EXERCISES |
1 - Summarize the review below in two sentences.
2 - Answer these questions from the review below:
(a) In what year were Amanda Knox and Raffaele Sollecito acquitted?
(b) Where were the documentary makers when the verdict was delivered?
(c) What city is the exchange student from?

ARTICLE |
..............................

There’s nothing particularly clear cut about the Meredith Kercher case. Back in 2007, as (arguably) now, we knew but one indisputable fact; Meredith Kercher was murdered.
Lord knows how her grieving family is meant to have got any sense of closure when the whole sorry shebang seems to be – despite countless court hours – pretty much inconclusive. The archetypal, interminable crime case.
That said, in 2015, there was finally at last some semblance of closure when both Amanda Knox and Raffaele Sollecito were acquitted by the Italian courts for a second, and one would assume, final time.
The makers of this new Netflix documentary, Amanda Knox, were on site at the Knox family residence to capture that all important moment when the verdict was delivered. The combined relief and joy on Amanda’s face was something to behold, and the phone call she received just moments later from Raffaele makes for a genuinely emotional and touching scene: “Raffaele, we’re free…!”
It’ll be of no consolation to the Kercher family of course, but at least someone finally can take something positive from the train-wreckage of this most unfortunate of affairs.
It’s genuinely tricky to say whether Amanda Knox, the documentary, deliberately sets out to paint a favourable (or at least neutral), picture of the ‘infamous exchange student’ from Seattle. Certainly her new shorter haircut, absence of make-up, and low-key dress sense would hint at this being the case. Not quite the funky wild-child temptress that the Italian – and subsequently world – press would have had us believe her to be at one time. Then again, a lot of water’s passed under that particular bridge since then, hasn’t it?

..............................

RECORDED DATA |
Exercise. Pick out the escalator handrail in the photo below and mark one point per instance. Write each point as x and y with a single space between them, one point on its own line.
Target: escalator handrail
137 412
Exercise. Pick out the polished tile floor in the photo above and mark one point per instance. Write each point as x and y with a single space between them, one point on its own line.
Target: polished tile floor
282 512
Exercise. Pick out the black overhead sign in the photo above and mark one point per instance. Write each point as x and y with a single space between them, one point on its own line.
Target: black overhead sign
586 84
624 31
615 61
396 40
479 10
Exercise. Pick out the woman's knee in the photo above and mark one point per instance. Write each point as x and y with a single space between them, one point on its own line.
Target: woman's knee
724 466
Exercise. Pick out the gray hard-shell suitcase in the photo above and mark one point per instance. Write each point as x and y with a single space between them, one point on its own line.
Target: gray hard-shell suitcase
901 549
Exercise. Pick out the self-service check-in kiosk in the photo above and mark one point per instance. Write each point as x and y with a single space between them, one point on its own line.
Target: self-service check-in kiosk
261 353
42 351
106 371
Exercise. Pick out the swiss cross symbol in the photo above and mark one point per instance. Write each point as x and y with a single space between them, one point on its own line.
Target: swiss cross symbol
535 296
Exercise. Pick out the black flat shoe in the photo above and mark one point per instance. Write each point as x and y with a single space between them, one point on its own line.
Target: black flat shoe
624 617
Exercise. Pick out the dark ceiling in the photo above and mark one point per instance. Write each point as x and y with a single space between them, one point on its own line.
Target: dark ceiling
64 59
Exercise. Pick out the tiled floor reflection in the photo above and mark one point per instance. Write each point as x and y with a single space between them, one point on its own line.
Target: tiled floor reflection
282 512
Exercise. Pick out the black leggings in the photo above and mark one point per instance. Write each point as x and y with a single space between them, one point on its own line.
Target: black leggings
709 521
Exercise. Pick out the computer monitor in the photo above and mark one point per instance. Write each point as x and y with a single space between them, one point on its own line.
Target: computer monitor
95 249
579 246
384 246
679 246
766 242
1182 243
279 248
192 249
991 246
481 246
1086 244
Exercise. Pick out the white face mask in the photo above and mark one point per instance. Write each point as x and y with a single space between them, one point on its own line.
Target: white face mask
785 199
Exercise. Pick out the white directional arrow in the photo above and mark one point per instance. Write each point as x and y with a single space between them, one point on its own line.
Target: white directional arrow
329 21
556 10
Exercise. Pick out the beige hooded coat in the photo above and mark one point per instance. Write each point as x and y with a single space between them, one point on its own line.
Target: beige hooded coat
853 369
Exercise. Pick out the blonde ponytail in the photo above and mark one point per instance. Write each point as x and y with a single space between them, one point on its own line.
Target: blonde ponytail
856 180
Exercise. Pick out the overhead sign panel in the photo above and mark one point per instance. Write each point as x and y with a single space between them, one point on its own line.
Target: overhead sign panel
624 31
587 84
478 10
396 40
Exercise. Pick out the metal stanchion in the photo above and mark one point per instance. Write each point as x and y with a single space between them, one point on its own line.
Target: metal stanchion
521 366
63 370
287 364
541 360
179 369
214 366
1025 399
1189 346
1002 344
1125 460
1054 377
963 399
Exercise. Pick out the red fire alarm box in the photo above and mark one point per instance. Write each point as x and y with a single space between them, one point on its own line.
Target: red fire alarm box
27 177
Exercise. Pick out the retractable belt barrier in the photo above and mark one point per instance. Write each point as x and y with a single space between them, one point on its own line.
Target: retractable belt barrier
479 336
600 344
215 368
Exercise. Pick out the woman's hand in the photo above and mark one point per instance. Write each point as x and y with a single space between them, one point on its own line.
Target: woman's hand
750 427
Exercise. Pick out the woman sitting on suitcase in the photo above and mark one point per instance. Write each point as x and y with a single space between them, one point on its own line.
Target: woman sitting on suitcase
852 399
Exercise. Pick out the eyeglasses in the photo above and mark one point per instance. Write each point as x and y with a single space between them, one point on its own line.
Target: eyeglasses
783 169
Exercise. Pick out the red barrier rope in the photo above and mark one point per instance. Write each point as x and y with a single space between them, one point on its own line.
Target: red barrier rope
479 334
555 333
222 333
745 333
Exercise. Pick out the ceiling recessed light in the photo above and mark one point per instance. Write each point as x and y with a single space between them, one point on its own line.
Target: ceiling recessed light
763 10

..............................

ANSWERS TO THE TASKS |
1 - The review observes that the 2007 murder of Meredith Kercher remains largely inconclusive despite countless court hours, although Amanda Knox and Raffaele Sollecito were acquitted by the Italian courts for a second time in 2015. It describes how the makers of the Netflix documentary Amanda Knox filmed her relief and joy at the verdict and her call from Raffaele, and it finds it difficult to say whether the documentary deliberately sets out to portray her favorably.

2 -
(a) 2015
(b) At the Knox family residence
(c) Seattle